■ **Direction**
Pick out every line in the entries below that contains the string "tree", matching case exactly, and copy each one.

■ **Material supplied**
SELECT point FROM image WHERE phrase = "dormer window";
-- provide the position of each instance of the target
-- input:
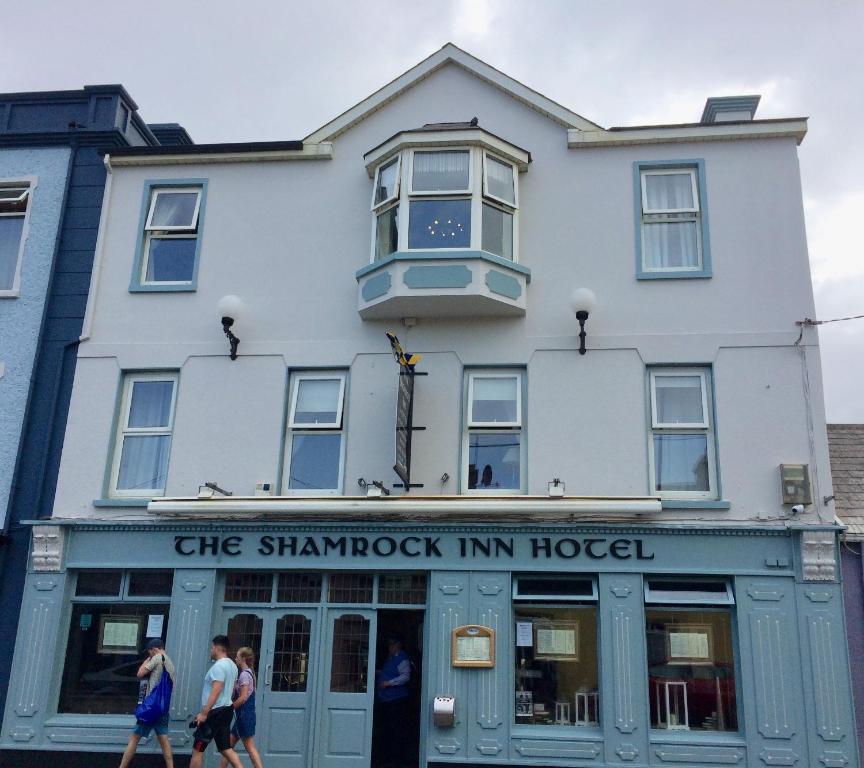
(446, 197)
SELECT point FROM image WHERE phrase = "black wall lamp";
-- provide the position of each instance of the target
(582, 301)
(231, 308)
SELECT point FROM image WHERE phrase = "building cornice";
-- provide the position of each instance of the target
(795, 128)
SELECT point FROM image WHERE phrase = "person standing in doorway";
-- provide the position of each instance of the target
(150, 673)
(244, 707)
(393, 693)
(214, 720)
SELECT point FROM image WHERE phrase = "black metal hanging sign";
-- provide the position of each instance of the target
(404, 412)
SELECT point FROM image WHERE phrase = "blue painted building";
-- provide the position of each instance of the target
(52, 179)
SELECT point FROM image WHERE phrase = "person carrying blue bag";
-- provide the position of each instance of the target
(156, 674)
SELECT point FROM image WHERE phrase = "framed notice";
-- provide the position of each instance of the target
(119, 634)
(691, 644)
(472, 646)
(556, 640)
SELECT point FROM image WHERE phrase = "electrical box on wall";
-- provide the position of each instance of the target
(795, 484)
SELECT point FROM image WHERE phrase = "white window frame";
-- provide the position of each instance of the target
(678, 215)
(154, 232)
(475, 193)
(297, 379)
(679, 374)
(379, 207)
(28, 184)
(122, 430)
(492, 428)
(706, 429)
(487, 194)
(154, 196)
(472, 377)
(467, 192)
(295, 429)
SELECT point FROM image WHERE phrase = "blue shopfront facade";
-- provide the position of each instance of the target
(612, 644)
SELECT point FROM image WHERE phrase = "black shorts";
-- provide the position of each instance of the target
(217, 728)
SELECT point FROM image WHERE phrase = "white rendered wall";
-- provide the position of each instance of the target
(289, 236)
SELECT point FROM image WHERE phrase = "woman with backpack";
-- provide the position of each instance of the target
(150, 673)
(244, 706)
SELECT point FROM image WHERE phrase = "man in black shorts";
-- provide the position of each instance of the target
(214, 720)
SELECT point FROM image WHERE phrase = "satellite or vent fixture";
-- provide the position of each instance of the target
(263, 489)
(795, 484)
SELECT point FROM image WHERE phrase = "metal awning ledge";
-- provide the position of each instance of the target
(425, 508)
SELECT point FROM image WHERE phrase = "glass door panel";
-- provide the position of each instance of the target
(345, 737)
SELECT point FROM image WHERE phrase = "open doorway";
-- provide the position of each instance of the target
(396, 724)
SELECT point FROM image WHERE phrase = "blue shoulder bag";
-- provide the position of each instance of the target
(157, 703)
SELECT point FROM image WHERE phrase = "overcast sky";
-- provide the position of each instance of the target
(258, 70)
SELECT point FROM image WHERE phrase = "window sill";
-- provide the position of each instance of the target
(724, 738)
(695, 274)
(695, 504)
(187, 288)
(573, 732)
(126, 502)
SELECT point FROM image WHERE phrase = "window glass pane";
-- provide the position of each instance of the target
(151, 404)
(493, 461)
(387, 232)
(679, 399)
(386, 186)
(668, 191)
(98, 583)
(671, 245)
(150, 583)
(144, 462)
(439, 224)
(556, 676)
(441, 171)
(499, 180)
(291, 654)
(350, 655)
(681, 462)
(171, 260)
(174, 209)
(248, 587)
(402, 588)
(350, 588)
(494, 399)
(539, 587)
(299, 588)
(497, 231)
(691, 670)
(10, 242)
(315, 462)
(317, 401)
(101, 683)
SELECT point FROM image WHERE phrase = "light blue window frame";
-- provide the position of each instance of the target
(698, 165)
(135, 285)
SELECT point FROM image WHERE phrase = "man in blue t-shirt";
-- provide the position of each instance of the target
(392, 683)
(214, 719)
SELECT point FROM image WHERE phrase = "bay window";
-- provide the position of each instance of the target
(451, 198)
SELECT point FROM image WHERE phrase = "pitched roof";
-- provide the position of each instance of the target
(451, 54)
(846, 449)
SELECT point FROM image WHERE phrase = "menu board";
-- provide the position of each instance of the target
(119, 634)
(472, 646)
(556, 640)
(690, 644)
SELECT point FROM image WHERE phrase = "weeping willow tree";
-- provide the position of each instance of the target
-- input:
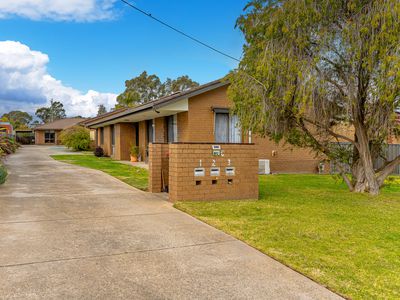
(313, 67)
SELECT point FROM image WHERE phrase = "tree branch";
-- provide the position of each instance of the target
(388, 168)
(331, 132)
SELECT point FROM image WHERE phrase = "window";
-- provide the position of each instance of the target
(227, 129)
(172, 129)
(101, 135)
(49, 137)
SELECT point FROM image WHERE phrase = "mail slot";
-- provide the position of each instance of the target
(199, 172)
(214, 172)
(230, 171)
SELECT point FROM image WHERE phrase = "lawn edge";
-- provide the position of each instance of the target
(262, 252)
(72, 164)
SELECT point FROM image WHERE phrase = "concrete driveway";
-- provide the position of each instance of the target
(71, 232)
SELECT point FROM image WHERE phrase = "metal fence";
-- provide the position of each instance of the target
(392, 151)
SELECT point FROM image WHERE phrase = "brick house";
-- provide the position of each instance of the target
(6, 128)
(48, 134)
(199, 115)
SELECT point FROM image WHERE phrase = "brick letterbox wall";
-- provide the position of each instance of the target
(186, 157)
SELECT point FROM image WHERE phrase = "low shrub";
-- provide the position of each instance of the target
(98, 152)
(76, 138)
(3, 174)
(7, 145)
==
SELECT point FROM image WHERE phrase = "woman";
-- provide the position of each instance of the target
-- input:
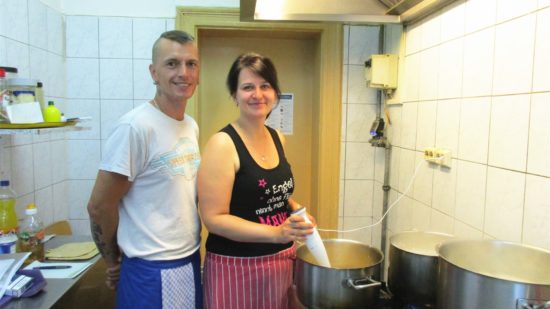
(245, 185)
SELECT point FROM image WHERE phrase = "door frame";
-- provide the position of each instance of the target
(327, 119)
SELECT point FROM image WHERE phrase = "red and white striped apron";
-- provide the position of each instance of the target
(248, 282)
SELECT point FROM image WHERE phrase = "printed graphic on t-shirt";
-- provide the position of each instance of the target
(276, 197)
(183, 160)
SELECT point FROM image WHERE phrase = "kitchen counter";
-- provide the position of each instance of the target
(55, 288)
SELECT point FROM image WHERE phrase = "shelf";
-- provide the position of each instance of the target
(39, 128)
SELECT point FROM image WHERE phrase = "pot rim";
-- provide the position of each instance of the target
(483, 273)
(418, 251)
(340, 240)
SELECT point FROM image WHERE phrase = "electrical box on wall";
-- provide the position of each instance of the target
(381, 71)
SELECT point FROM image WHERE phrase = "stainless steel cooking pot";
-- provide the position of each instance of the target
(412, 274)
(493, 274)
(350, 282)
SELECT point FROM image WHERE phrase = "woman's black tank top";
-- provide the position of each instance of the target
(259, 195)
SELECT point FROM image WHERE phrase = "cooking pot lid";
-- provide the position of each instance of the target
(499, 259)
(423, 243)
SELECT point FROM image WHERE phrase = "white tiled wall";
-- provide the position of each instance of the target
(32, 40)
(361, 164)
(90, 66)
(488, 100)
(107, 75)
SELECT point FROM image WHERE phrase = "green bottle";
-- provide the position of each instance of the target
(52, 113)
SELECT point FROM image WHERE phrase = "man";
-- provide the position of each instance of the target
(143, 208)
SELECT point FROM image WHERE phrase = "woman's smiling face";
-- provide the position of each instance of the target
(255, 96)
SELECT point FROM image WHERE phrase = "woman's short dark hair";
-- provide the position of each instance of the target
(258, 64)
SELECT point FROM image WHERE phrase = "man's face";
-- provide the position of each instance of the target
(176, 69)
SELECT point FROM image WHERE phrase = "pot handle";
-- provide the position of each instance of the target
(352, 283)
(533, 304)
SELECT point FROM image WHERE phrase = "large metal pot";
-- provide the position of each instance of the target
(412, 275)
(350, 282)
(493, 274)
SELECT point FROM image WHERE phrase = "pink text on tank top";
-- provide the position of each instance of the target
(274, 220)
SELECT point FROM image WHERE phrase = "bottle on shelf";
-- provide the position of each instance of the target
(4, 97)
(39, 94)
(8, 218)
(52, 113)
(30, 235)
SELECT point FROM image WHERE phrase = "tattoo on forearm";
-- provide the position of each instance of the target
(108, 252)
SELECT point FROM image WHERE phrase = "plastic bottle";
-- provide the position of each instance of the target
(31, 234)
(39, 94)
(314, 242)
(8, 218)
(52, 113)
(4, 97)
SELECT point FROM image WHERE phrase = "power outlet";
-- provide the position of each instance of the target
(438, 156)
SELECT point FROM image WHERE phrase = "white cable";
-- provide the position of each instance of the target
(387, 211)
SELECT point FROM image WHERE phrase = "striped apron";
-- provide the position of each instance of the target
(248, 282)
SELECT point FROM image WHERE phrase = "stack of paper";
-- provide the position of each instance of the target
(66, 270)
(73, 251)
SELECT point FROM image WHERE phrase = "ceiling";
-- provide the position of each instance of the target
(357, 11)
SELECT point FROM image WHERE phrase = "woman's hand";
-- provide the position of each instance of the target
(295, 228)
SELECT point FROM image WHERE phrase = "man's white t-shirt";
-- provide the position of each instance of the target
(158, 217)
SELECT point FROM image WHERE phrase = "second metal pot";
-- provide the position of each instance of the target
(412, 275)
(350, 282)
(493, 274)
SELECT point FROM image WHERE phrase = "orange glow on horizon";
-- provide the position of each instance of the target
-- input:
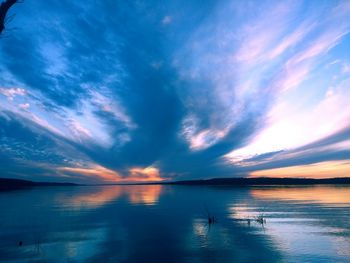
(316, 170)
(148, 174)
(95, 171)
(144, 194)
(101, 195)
==
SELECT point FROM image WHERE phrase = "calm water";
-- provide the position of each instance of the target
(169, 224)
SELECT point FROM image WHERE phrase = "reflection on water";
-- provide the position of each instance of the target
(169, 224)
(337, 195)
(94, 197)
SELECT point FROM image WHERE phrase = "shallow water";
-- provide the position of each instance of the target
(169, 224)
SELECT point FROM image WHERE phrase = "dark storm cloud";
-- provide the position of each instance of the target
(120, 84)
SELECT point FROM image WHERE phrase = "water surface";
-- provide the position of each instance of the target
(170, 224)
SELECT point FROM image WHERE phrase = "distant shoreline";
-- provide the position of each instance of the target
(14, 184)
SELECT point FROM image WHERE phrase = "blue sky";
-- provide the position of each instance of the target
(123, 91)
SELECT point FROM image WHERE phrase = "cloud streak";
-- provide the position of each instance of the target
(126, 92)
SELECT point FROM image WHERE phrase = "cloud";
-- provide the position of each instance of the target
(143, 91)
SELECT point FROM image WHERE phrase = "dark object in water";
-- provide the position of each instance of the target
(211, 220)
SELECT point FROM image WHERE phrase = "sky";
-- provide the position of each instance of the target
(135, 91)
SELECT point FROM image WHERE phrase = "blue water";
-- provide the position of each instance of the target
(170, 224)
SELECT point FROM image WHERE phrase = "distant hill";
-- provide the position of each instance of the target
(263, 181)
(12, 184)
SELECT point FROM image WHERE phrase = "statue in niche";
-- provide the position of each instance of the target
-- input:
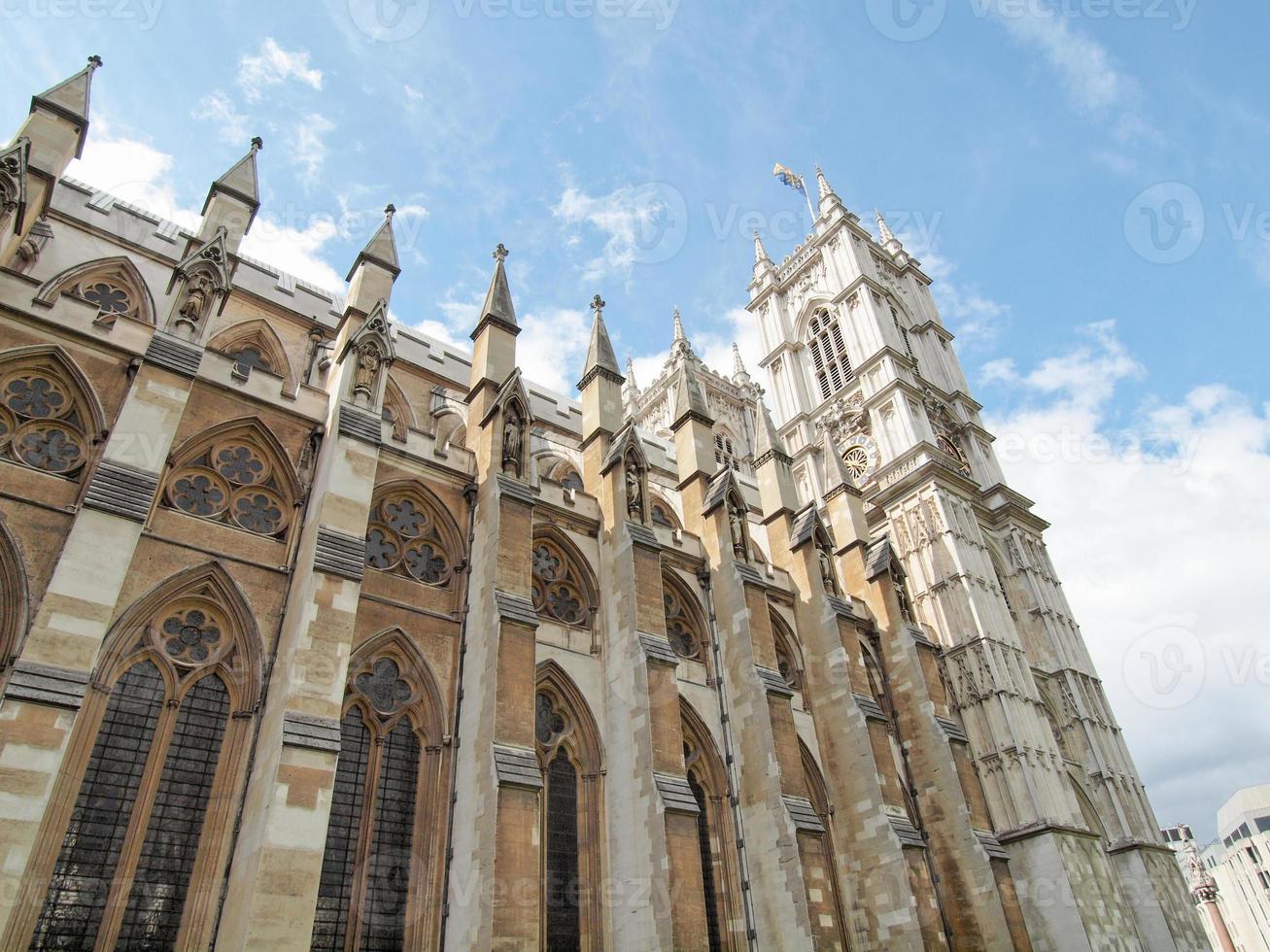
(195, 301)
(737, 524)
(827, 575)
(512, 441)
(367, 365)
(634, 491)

■ **Task solution**
SELECT point FROM image WHERE phrase = "weeping willow tree";
SELECT point FROM image WHERE phrase = "tree branch";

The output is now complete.